PROBLEM TO SOLVE:
Rewrite the records starting at the first line and ending at the line containing "[[52, 146, 106, 159], [171, 143, 226, 168]]", raising every bounding-box coordinate in the answers by 34. Keep all other lines as they are.

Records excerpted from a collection
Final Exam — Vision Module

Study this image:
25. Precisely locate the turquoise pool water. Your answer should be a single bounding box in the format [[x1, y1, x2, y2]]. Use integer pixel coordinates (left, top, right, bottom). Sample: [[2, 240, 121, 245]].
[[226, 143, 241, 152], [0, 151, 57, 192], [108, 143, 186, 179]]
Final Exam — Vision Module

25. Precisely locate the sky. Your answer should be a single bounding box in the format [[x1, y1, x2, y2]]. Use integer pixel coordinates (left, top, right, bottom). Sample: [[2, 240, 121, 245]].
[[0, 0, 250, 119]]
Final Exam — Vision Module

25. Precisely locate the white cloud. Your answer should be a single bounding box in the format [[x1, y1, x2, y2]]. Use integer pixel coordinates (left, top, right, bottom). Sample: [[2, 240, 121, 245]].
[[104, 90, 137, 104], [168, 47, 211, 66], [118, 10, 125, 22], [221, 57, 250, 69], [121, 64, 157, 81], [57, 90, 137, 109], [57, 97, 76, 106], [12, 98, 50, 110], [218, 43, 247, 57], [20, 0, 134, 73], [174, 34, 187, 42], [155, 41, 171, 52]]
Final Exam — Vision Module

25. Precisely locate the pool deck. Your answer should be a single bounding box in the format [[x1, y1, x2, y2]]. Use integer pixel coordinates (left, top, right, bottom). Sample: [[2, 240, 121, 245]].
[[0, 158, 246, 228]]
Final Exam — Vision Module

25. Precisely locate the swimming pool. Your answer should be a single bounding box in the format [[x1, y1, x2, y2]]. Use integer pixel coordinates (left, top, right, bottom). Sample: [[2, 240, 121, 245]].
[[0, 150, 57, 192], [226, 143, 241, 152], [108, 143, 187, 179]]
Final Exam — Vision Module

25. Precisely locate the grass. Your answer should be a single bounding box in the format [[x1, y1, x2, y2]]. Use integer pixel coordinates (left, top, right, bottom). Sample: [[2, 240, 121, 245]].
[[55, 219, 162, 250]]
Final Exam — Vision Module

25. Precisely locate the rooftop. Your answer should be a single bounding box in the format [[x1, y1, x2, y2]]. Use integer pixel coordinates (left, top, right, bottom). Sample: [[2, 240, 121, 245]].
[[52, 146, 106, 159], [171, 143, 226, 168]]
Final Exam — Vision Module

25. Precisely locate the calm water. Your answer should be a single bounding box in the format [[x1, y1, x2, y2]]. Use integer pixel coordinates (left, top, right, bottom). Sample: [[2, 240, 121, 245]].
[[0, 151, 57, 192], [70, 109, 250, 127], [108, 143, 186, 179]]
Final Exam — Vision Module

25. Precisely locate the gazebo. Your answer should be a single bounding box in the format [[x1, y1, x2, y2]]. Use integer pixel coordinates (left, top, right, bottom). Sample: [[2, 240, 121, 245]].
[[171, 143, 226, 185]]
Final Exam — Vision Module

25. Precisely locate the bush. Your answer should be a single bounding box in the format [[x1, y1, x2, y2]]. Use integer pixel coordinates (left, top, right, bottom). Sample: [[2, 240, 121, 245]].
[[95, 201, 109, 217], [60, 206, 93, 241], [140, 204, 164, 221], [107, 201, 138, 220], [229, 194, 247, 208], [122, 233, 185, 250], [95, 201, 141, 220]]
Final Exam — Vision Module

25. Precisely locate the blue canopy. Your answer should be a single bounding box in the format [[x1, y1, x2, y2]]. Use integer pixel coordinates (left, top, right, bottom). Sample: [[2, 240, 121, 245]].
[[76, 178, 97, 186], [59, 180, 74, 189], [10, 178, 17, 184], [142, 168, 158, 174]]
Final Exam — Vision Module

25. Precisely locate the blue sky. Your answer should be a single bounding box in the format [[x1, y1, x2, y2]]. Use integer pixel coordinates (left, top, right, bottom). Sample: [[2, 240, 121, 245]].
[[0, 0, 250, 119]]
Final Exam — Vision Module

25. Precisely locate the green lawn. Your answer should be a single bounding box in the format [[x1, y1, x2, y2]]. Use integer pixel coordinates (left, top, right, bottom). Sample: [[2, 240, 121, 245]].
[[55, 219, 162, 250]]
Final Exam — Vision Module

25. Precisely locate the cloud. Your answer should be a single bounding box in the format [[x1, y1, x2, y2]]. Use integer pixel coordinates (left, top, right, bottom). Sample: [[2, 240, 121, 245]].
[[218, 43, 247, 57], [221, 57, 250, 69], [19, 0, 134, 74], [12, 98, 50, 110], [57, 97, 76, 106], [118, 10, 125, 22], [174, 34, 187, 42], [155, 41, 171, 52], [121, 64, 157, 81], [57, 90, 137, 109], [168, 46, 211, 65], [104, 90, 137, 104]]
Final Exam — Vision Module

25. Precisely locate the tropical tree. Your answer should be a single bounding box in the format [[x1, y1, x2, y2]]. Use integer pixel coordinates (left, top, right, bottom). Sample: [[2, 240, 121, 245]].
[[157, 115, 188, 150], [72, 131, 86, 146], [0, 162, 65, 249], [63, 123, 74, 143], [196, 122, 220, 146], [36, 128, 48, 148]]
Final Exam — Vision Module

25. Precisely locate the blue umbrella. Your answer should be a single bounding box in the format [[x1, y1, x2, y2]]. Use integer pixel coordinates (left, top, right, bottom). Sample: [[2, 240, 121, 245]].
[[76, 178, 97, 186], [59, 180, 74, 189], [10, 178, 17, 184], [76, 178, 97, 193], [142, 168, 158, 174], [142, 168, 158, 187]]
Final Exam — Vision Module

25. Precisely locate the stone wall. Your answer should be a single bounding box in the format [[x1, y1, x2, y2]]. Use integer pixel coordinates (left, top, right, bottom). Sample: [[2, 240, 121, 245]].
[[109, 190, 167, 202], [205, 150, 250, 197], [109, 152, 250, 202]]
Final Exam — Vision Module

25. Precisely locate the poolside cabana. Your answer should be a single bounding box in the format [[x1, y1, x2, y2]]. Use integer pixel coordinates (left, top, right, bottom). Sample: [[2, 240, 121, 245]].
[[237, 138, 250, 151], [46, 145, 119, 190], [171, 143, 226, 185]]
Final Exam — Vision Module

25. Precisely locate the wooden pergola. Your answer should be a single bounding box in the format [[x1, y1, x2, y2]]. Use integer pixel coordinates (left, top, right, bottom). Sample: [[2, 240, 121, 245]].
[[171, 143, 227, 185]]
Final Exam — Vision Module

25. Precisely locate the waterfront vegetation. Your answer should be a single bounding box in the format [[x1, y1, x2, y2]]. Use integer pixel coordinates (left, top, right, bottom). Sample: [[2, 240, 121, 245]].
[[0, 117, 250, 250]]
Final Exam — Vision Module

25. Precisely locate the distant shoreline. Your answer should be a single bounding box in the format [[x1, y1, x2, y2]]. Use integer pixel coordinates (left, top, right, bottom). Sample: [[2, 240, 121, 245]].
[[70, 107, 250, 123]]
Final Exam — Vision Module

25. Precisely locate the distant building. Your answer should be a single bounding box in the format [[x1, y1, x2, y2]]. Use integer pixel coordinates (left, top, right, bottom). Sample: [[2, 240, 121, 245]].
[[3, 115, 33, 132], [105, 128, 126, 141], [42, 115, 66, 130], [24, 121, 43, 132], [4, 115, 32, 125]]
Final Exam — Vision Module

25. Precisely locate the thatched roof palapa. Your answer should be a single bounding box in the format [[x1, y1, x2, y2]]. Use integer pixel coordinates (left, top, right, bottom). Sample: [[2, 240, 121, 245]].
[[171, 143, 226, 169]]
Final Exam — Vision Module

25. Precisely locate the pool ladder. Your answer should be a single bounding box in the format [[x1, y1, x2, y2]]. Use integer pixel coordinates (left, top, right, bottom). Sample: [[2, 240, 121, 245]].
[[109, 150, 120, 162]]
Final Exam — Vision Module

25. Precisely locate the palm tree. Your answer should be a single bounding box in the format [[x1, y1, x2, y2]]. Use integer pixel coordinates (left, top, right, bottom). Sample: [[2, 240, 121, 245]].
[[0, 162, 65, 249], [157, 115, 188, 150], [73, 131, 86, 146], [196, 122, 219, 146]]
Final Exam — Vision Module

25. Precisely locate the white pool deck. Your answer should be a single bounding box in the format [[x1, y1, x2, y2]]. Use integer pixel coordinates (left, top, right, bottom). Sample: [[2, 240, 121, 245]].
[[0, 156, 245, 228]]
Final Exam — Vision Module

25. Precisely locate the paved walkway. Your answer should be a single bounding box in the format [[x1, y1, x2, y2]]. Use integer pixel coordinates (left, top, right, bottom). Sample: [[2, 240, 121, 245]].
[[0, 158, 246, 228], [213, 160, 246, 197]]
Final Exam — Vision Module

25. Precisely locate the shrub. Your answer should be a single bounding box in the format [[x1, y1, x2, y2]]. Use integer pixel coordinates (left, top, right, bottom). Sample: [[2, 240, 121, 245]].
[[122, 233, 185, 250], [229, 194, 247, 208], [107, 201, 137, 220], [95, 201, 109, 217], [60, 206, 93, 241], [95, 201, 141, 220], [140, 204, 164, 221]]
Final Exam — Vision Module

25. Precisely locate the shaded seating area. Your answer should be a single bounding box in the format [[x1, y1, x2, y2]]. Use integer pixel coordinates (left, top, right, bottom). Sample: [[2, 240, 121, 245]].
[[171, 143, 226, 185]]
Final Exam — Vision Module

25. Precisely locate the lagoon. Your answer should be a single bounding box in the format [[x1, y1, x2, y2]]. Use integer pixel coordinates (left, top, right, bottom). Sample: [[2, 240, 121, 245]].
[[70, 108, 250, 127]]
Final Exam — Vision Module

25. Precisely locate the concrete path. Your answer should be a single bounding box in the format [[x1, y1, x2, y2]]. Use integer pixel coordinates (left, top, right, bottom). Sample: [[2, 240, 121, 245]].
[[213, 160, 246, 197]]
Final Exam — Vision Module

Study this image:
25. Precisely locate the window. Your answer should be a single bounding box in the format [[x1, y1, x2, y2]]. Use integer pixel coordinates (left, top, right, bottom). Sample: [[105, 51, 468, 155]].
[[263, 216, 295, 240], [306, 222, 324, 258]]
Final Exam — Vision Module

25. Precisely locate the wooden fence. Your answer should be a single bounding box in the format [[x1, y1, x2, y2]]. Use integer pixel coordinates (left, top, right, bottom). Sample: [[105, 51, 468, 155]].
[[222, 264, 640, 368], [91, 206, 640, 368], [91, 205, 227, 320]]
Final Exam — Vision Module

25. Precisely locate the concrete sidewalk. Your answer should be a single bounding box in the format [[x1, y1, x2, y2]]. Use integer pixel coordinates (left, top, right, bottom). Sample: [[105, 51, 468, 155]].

TASK SOLUTION:
Final Exam — Vision Module

Study this image:
25. Precisely locate the turquoise pool water. Your answer should be a single bounding box in the format [[x1, y1, x2, y2]]. Use integer pixel coordinates (left, top, right, bottom). Sample: [[2, 240, 121, 245]].
[[260, 177, 275, 186], [34, 185, 91, 226], [142, 177, 220, 213]]
Final Exam — Vision Module

25. Precisely locate the sky. Your answer should be a single bounding box in the format [[x1, y1, x2, y2]]. Use integer pixel coordinates (left, top, right, bottom). Sample: [[2, 240, 121, 245]].
[[34, 34, 284, 153]]
Final Exam — Vision Module

25. Precisely locate the white cloud. Your answer should be a single bounding box in the format [[x1, y1, x2, y2]]. Use integer pixel coordinates (left, top, right, bottom). Sample: [[2, 240, 121, 245]].
[[138, 124, 171, 138], [202, 81, 245, 100], [152, 44, 159, 56], [255, 91, 284, 103], [155, 98, 191, 115], [91, 124, 171, 143], [91, 131, 110, 140], [46, 132, 84, 144], [252, 77, 281, 91], [54, 34, 168, 107], [208, 68, 221, 76], [189, 75, 205, 86]]
Final Exam — Vision Module

25. Precisely locate the pool deck. Your answer should be a single bounding box in the format [[x1, y1, x2, y2]]. Use integer pixel coordinates (left, top, right, bottom). Sample: [[2, 240, 121, 245]].
[[34, 192, 280, 262]]
Final Exam — Vision Module

25. Precisely locate the swimming pool. Your answer should be a single bounding box in the format [[x1, y1, x2, y2]]. Use integer pixel coordinates (left, top, right, bottom). Sample: [[2, 240, 121, 245]].
[[34, 184, 91, 226], [260, 177, 275, 186], [142, 177, 221, 213]]
Final Exam — Vision Module

25. Precisely locate the grass. Your answer should be a single bounding box in the format [[x1, y1, x2, y2]]. Use integer pixel coordinates (left, top, right, bottom). Sample: [[2, 240, 121, 245]].
[[89, 253, 196, 284]]
Final Exam — Vision Module

25. Precisely locate the rooftop. Your answer should be a single bounding box in the format [[x1, y1, x2, y2]]. Use integer pixel coordinates (left, top, right, bottom). Sample: [[2, 240, 121, 245]].
[[86, 180, 140, 193], [205, 177, 260, 202]]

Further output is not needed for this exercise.